= Exercice a =
Reproduisez le passage de l'article en commençant à "Si quelque étranger" et en terminant à "grand oiseau mort.", en substituant "châteaux" à "moulins".

= Article =

Si quelque étranger se fût alors penché sur notre vie pour l’ausculter, malgré lui, ce me semble, il eût évoqué la silhouette des vieux moulins féodaux dont les rares survivants s’aperçoivent encore dans nos campagnes. Ils restent debout sur leurs assises de pierre, dans leur maçonnerie apparemment invulnérable. L’oreille penchée sur eux, l’on y croit percevoir quelque vague rumeur, l’écho lointain d’un passé ardent. Illusion ! La vie n’est plus en eux ; elle les a bien désertés. La dissolution, morsure des gelées et des pluies, se faufile sournoisement entre chacune de leurs pierres. La tempête fait gémir leur vieille charpente. Mais surtout leurs larges antennes qui, d’un mouvement si triomphal, tournoyaient sous le grand soleil et dans les étoiles, le vent les a broyées puis emportées, ou elles restent là, rigides, comme les ailes d’un grand oiseau mort.

= Données fournies =

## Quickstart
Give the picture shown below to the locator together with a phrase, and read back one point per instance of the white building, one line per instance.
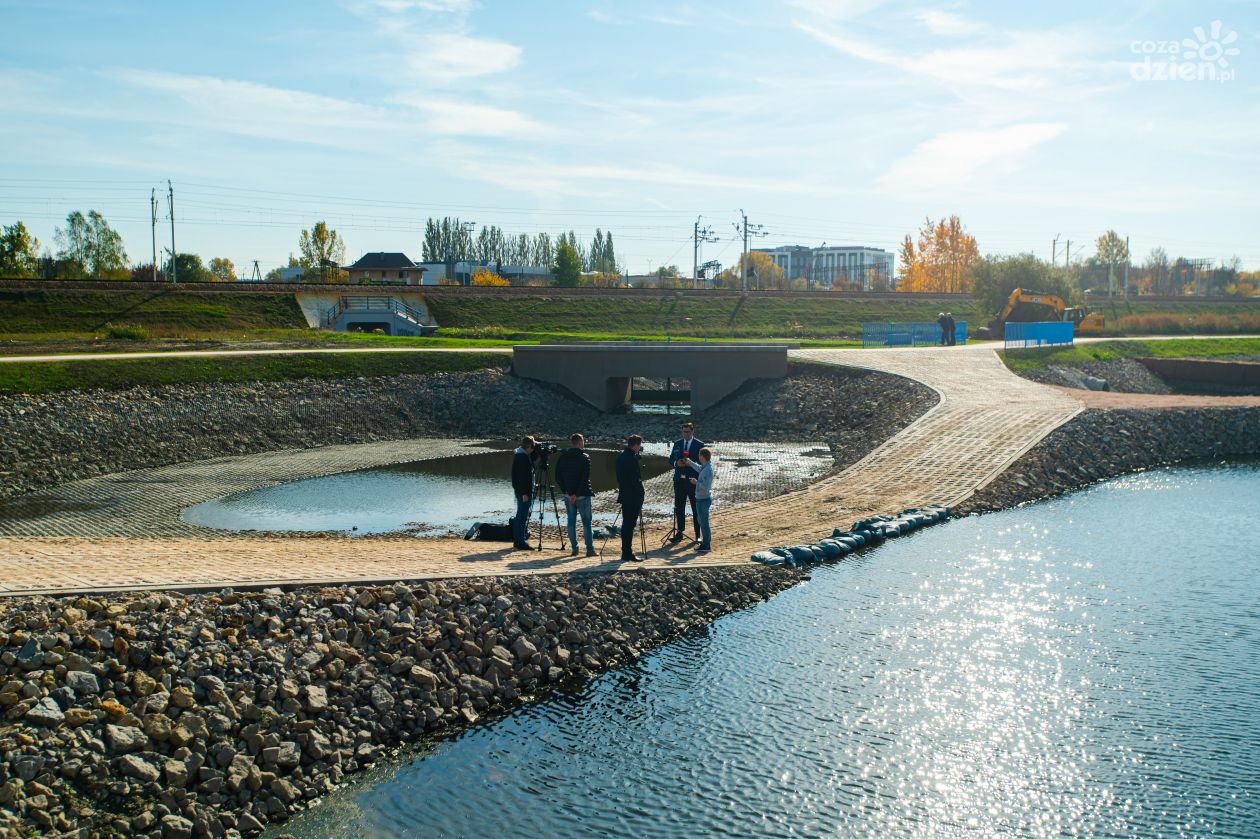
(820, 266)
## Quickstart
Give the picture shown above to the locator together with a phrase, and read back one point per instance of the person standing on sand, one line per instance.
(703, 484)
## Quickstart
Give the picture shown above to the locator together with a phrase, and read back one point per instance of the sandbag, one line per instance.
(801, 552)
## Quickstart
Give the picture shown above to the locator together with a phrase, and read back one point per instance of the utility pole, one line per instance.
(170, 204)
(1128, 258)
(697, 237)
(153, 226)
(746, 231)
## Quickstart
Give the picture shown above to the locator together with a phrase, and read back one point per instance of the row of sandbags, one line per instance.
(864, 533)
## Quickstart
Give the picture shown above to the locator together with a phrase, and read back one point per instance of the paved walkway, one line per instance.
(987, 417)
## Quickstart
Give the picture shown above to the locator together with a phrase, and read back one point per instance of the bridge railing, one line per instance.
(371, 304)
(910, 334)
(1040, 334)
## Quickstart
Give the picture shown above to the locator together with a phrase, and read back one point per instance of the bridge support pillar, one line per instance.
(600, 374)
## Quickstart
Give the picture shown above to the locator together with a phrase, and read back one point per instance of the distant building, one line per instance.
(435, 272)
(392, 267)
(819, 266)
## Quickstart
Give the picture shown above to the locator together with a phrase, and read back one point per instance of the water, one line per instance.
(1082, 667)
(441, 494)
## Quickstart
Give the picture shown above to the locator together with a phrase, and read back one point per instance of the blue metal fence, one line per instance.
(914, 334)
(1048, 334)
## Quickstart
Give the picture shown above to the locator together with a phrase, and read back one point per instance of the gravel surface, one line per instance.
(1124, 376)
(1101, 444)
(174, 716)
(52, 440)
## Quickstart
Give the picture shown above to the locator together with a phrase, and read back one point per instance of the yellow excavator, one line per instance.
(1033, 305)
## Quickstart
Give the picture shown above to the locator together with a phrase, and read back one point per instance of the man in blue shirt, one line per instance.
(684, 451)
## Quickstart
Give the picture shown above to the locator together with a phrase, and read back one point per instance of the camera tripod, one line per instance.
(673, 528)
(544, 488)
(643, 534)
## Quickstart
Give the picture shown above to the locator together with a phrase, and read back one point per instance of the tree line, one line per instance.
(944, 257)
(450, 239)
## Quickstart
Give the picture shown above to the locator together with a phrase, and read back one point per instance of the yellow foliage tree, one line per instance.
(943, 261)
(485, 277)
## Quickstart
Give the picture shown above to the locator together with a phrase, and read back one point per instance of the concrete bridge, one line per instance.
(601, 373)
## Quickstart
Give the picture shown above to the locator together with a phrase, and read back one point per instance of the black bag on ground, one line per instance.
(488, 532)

= Exercice b =
Renvoyez toutes les lignes ci-dessus qui contiennent la chaîne "tree", en tenant compte de la casse.

= Réponse complète a =
Si quelque étranger se fût alors penché sur notre vie pour l’ausculter, malgré lui, ce me semble, il eût évoqué la silhouette des vieux châteaux féodaux dont les rares survivants s’aperçoivent encore dans nos campagnes. Ils restent debout sur leurs assises de pierre, dans leur maçonnerie apparemment invulnérable. L’oreille penchée sur eux, l’on y croit percevoir quelque vague rumeur, l’écho lointain d’un passé ardent. Illusion ! La vie n’est plus en eux ; elle les a bien désertés. La dissolution, morsure des gelées et des pluies, se faufile sournoisement entre chacune de leurs pierres. La tempête fait gémir leur vieille charpente. Mais surtout leurs larges antennes qui, d’un mouvement si triomphal, tournoyaient sous le grand soleil et dans les étoiles, le vent les a broyées puis emportées, ou elles restent là, rigides, comme les ailes d’un grand oiseau mort.

= Réponse complète b =
Give the picture shown above to the locator together with a phrase, and read back one point per instance of the tree line, one line per instance.
Give the picture shown above to the locator together with a phrase, and read back one point per instance of the yellow foliage tree, one line per instance.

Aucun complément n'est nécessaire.